:: YOUR GOAL ::
Your output is the line containing "of the finger" plus all lines after it to the end of the records, reproduced exactly, with nothing else.

:: RAW RECORDS ::
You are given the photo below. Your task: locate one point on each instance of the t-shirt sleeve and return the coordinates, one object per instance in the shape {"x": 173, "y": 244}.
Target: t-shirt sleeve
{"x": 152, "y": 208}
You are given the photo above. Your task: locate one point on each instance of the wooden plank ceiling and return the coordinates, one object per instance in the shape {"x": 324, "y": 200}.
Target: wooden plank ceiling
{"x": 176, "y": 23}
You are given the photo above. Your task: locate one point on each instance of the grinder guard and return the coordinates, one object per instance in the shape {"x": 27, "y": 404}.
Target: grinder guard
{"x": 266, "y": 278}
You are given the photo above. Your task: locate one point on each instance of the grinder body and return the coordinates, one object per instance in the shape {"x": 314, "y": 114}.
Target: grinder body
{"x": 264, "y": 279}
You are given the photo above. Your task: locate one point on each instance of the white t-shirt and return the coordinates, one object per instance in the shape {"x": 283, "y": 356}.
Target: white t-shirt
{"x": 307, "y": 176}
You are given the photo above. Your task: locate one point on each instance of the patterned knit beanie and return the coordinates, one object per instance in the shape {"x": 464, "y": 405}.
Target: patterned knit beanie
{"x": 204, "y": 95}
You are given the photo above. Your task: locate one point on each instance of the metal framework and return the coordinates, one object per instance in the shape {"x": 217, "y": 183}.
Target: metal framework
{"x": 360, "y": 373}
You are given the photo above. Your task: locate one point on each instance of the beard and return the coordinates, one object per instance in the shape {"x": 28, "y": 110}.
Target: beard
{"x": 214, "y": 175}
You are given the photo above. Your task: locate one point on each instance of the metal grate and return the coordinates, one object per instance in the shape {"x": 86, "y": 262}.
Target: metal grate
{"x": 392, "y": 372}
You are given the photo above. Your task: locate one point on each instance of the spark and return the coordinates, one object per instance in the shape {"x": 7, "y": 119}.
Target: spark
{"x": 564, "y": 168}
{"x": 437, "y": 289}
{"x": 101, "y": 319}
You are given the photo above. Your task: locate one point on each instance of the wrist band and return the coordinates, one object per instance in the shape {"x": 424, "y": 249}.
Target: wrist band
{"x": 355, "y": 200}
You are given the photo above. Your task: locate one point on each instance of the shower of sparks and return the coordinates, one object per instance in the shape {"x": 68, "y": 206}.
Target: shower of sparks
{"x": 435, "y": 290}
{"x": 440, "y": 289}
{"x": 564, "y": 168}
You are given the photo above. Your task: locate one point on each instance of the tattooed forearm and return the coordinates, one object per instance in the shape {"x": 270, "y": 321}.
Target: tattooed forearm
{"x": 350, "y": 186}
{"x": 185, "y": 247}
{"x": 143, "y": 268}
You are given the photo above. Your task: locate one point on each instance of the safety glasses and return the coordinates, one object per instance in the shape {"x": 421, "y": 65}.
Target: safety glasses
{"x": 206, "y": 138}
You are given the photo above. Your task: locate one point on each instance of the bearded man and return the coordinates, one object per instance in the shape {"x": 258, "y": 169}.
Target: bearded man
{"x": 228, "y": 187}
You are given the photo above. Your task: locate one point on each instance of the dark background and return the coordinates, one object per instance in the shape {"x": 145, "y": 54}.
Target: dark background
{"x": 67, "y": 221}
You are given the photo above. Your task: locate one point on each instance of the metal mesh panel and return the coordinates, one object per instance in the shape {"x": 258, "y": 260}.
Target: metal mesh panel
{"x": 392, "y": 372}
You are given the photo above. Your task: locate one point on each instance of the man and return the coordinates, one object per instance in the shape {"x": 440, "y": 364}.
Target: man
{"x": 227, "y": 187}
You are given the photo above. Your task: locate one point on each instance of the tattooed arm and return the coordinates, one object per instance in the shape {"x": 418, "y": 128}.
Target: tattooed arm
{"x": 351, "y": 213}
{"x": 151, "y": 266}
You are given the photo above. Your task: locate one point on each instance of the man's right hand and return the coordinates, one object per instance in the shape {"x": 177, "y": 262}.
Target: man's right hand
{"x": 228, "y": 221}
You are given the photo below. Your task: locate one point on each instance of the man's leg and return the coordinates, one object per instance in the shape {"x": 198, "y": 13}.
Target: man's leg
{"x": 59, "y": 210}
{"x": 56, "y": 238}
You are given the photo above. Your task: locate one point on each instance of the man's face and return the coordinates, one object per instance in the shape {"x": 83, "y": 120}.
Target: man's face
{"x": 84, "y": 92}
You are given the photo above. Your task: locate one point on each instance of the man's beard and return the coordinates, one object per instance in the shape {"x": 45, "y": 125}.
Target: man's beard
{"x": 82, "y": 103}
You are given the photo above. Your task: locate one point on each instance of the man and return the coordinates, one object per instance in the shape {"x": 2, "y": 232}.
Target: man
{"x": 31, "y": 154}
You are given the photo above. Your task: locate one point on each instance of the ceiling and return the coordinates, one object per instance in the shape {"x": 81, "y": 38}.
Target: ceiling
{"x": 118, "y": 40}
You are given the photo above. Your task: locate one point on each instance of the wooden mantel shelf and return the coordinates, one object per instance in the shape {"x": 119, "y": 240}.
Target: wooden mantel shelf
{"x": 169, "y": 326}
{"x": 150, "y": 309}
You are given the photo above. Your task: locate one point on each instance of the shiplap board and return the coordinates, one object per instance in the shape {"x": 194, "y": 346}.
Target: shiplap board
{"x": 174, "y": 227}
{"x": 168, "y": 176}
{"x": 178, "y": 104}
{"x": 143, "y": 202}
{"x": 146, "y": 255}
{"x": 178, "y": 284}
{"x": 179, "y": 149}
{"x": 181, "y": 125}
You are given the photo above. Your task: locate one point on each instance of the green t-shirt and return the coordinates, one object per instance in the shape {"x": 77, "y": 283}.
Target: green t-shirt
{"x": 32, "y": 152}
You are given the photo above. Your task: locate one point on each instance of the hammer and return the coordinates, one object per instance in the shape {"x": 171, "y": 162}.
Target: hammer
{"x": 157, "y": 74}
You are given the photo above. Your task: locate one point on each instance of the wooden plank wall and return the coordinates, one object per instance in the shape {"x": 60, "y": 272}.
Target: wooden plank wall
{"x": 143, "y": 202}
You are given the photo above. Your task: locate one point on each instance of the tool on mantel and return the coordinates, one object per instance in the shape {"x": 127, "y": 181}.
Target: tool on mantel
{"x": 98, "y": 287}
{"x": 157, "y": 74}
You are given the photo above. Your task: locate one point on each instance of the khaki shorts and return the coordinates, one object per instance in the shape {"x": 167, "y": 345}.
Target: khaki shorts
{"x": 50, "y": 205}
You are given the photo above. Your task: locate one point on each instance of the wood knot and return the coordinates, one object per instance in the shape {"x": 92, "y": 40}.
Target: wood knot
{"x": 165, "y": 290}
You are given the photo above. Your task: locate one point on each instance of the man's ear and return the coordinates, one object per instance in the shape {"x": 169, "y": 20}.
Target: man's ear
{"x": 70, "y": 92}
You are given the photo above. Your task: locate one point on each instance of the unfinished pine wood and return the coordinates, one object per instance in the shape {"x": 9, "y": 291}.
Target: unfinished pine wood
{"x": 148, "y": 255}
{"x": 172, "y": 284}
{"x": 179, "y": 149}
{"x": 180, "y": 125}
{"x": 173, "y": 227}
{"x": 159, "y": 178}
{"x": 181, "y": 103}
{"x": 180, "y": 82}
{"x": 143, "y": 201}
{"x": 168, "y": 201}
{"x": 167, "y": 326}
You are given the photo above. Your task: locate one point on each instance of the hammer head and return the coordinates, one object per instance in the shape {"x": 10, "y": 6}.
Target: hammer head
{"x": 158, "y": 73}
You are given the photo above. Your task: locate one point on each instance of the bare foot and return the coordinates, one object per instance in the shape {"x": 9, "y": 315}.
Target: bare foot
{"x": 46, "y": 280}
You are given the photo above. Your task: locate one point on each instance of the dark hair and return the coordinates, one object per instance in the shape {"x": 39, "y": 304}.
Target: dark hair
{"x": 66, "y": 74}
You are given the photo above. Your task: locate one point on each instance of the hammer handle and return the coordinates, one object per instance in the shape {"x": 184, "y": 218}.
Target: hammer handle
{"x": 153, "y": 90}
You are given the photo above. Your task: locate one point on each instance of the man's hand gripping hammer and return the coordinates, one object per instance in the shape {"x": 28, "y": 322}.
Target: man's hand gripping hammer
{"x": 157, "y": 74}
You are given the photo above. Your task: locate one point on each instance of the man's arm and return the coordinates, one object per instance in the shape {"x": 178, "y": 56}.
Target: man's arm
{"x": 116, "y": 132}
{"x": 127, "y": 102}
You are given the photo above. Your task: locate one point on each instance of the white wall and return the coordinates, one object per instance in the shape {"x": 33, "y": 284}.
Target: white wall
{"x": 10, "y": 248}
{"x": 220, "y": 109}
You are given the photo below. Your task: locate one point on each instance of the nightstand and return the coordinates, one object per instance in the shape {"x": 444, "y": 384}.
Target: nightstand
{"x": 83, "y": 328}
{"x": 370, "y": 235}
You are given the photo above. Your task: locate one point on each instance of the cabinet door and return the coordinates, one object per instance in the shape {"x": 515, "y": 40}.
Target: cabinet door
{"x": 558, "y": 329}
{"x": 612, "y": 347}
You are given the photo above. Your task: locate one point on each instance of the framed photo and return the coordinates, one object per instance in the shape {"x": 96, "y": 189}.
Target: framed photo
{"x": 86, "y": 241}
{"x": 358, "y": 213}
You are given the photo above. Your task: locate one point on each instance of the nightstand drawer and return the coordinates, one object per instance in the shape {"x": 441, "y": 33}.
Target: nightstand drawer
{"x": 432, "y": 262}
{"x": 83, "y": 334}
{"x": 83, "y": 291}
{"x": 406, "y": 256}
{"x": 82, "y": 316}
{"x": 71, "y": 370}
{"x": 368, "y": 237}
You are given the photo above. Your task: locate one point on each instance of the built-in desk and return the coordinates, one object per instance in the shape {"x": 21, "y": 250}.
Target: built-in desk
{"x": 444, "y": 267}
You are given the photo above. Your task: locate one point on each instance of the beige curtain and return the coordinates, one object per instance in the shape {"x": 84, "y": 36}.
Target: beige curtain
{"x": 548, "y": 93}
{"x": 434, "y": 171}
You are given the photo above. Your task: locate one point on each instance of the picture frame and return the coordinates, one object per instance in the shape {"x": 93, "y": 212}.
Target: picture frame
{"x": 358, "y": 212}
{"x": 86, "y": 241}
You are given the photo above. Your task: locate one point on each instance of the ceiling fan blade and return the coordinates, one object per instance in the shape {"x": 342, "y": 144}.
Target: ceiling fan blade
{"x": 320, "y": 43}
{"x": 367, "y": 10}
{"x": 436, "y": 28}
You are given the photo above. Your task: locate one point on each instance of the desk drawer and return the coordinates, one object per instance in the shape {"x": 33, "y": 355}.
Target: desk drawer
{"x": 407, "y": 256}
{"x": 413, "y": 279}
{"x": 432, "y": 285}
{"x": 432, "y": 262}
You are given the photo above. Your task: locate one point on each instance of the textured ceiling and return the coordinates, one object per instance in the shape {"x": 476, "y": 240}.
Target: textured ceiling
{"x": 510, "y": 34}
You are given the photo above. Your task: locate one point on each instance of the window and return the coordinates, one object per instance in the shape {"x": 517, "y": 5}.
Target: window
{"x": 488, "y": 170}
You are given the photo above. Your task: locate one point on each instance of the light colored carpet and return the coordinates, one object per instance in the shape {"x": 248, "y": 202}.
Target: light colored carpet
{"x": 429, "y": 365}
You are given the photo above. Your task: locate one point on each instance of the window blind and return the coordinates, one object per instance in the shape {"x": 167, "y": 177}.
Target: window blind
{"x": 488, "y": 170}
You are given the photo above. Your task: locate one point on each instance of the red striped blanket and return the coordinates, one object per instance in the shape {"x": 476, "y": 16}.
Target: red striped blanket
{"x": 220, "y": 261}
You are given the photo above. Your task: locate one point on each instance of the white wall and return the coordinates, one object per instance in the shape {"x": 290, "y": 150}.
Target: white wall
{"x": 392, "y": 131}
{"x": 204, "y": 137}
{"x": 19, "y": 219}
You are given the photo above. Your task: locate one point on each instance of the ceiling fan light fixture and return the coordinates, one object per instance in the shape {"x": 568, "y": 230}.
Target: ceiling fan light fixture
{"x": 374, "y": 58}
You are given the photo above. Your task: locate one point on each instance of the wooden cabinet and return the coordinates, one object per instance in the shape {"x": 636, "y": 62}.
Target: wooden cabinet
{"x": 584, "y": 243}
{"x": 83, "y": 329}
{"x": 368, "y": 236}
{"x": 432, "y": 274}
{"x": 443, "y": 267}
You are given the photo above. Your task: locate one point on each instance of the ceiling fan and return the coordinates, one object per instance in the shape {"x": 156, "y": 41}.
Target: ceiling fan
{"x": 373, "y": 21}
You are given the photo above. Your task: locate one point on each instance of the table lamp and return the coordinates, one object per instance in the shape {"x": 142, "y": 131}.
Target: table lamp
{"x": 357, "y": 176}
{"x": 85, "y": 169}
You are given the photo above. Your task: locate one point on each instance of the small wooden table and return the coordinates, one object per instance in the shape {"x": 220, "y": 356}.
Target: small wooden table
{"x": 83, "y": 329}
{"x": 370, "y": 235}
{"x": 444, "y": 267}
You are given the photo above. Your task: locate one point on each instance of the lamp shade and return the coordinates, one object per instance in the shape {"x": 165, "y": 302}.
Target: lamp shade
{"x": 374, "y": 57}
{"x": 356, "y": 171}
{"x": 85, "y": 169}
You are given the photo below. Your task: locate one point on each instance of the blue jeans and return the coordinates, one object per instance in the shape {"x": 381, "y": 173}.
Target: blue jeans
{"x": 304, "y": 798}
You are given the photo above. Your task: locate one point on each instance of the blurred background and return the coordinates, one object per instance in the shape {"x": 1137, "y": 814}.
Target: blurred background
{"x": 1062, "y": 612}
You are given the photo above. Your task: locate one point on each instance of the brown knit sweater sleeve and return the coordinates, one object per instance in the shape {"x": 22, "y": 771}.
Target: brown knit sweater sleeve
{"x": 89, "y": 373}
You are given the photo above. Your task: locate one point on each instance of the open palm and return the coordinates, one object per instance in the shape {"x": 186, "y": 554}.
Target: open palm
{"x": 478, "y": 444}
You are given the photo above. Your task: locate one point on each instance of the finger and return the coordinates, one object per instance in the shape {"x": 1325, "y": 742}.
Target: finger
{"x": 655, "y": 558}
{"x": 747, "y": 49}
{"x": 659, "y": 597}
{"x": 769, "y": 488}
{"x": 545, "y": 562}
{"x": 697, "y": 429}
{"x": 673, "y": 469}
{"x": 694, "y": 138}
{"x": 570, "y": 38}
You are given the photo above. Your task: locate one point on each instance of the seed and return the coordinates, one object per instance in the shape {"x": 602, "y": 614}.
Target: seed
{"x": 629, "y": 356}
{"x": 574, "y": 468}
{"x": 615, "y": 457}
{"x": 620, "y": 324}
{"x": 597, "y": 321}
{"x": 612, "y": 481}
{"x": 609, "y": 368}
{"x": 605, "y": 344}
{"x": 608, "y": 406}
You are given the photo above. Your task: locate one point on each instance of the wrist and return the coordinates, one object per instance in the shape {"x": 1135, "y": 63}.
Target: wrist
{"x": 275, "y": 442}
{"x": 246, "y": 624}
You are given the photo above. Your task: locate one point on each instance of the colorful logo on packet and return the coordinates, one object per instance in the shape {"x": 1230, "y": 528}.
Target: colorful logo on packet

:: COMPLETED EXERCISE ::
You are given the photo above. Your task: locate one point on each instance of the finger and return the coordinates, one object per instance in the shape {"x": 1325, "y": 742}.
Target: finger
{"x": 655, "y": 558}
{"x": 747, "y": 49}
{"x": 659, "y": 597}
{"x": 769, "y": 488}
{"x": 545, "y": 562}
{"x": 697, "y": 429}
{"x": 673, "y": 469}
{"x": 694, "y": 138}
{"x": 570, "y": 38}
You are given the photo above. Your task: locate one point on each instance of the seed and return the coordinates, one object per instance in the shape {"x": 602, "y": 614}.
Target: seed
{"x": 629, "y": 356}
{"x": 574, "y": 468}
{"x": 615, "y": 457}
{"x": 620, "y": 324}
{"x": 597, "y": 321}
{"x": 612, "y": 481}
{"x": 609, "y": 368}
{"x": 605, "y": 344}
{"x": 608, "y": 406}
You are given the photo above. Your task: locate one point on each instance of the wrist and return the coordinates, one object per instance in the shape {"x": 1135, "y": 63}.
Target: wrist
{"x": 275, "y": 442}
{"x": 246, "y": 624}
You are given the photo above. Your task: locate one point on each instance of the colorful logo on packet and return the coordinates, one object per instance in the shape {"x": 1230, "y": 528}.
Target: colorful logo on packet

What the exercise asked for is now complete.